* BEGIN *

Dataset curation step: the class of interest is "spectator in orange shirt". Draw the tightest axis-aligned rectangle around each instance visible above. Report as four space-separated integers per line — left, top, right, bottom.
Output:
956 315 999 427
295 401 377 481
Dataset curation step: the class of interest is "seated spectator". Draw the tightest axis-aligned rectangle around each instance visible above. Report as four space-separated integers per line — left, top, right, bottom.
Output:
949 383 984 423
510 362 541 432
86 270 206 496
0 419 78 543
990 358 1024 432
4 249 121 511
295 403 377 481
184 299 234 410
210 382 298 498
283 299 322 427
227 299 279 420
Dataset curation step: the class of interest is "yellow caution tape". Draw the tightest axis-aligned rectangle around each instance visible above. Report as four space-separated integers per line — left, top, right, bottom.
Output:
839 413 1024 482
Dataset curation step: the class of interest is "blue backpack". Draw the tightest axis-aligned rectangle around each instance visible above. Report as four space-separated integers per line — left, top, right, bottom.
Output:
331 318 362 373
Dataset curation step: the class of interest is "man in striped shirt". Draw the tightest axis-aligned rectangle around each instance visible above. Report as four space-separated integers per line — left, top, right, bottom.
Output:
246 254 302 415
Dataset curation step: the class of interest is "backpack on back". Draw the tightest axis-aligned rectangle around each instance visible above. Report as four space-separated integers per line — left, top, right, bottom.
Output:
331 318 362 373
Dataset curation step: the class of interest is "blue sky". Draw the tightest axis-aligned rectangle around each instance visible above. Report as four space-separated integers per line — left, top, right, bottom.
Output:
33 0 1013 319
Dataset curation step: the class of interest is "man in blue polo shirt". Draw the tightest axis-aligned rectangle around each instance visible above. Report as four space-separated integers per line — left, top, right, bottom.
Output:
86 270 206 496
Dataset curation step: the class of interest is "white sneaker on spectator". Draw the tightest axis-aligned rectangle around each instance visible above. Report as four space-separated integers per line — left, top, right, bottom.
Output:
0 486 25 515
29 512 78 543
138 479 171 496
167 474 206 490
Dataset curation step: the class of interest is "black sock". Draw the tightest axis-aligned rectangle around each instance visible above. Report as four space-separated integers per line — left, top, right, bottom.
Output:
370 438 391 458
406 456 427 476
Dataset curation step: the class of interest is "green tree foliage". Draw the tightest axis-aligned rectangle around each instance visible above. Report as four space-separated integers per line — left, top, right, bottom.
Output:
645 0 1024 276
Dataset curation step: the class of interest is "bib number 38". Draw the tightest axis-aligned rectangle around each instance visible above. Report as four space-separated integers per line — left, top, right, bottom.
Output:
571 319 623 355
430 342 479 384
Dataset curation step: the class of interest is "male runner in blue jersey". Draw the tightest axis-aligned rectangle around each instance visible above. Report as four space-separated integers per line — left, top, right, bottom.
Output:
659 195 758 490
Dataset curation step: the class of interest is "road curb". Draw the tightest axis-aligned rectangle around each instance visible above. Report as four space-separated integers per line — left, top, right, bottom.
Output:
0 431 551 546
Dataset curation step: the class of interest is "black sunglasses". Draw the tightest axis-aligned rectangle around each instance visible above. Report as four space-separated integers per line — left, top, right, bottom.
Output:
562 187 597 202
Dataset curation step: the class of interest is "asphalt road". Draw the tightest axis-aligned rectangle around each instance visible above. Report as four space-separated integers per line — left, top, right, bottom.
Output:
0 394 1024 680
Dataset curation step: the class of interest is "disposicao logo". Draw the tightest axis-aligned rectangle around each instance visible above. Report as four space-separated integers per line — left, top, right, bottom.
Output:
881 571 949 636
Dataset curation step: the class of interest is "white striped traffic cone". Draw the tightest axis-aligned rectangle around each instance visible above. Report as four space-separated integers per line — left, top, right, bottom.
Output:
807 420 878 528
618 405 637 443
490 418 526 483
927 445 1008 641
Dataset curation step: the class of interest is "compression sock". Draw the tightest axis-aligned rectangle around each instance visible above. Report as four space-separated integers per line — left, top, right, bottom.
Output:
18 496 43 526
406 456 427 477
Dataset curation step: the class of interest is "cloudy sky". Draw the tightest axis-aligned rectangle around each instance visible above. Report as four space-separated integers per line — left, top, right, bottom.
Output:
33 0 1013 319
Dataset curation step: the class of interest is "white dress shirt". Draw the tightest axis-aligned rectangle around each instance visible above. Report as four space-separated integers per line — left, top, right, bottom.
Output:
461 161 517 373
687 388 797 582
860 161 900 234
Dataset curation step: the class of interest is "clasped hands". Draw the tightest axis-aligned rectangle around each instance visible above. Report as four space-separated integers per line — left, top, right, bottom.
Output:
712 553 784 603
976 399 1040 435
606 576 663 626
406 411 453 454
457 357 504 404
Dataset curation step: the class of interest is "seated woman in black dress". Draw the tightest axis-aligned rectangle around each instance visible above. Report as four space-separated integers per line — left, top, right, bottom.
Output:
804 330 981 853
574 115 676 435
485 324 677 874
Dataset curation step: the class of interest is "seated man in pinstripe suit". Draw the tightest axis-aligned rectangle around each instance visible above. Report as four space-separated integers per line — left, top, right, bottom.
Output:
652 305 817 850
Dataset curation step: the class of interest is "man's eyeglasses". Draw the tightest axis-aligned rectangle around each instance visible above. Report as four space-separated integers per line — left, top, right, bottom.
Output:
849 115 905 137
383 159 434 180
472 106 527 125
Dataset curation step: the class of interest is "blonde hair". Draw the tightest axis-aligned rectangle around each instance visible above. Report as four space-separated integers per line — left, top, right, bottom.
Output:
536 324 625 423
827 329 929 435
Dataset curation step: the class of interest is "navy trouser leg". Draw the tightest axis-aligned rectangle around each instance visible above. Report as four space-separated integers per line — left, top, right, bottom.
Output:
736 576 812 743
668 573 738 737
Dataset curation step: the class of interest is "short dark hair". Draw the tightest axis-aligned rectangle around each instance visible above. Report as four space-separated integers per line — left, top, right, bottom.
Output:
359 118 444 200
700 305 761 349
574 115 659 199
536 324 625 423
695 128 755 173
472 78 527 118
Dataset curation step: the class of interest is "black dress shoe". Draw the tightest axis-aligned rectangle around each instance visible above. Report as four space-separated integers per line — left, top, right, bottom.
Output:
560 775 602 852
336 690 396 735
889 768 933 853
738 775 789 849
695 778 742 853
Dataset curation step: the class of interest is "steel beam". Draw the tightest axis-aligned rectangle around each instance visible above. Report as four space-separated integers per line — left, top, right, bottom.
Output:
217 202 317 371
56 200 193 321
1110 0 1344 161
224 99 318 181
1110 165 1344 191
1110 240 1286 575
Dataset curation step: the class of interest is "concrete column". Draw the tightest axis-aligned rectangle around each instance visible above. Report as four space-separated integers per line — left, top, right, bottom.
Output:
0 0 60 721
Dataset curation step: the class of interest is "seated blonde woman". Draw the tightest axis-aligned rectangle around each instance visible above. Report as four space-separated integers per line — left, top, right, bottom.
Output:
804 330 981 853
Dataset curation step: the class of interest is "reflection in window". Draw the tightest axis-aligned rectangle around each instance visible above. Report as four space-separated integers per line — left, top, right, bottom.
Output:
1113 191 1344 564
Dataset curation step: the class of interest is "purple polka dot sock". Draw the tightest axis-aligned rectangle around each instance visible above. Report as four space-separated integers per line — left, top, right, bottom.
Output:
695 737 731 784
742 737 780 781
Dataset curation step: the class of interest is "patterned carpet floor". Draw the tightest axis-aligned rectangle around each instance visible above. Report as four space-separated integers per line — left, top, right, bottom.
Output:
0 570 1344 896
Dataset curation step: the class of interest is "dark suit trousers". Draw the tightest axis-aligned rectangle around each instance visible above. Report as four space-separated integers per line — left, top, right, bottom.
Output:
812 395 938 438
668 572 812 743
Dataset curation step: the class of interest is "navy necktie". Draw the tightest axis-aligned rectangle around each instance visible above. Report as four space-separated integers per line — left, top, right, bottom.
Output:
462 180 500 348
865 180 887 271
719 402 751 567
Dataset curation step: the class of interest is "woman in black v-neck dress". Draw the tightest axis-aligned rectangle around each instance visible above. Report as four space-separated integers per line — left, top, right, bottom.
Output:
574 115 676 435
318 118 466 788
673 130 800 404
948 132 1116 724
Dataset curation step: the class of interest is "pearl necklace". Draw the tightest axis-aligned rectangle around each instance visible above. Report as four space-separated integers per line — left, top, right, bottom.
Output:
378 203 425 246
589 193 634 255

* END *

**Exercise description**: Copy out everything from the line containing "runner in blue" down to the line containing "406 456 427 477", both of those lines included, word for word.

**Final result**:
Dataset curation step: the class of interest is "male runner in blue jersey". Draw the tightest axis-aligned rectangle around each instance visible above. Report as four space-separated integers per line — left, top, right, bottom.
Output:
659 195 758 490
Dataset curation step: the class of interest is "road curb". Draw the tightest axis-aligned rectangle around each instance visible above. Report as four space-separated integers per line — left, top, right, bottom.
Output:
0 431 551 546
Dataset curation step: the class of interest is "black sunglasses". Draw the tightest axis-aligned rectangle around each instance visible above. Report as four space-separated integers per line — left, top, right, bottom.
Output:
562 187 597 202
Dataset curation step: the class of interest is "asphalt road". Draw the tightest axis-aligned rectangle around each instance visible above. Report as four space-separated integers per line — left, top, right, bottom.
Output:
0 394 1024 680
Dataset curation step: the class of interest is "disposicao logo". Draw the tightest axis-aligned rectangle around each instance visible above. Report as four space-separated integers per line — left, top, right, bottom.
Output:
881 571 949 636
Dataset curation step: the class of interest is "white striped traffic cone". Draw the tightest axis-aligned rectangle around each instance visible above. Report as four space-separated integers per line — left, top, right, bottom.
Output:
807 420 878 528
618 405 637 443
490 418 526 483
927 445 1008 641
Dataset curation step: the class of interest is "compression sock". Draw the tightest axis-aligned rectangle around each instance visible above. Report as four space-separated integers per line — left, top, right, bottom.
Output:
18 496 43 526
406 456 427 477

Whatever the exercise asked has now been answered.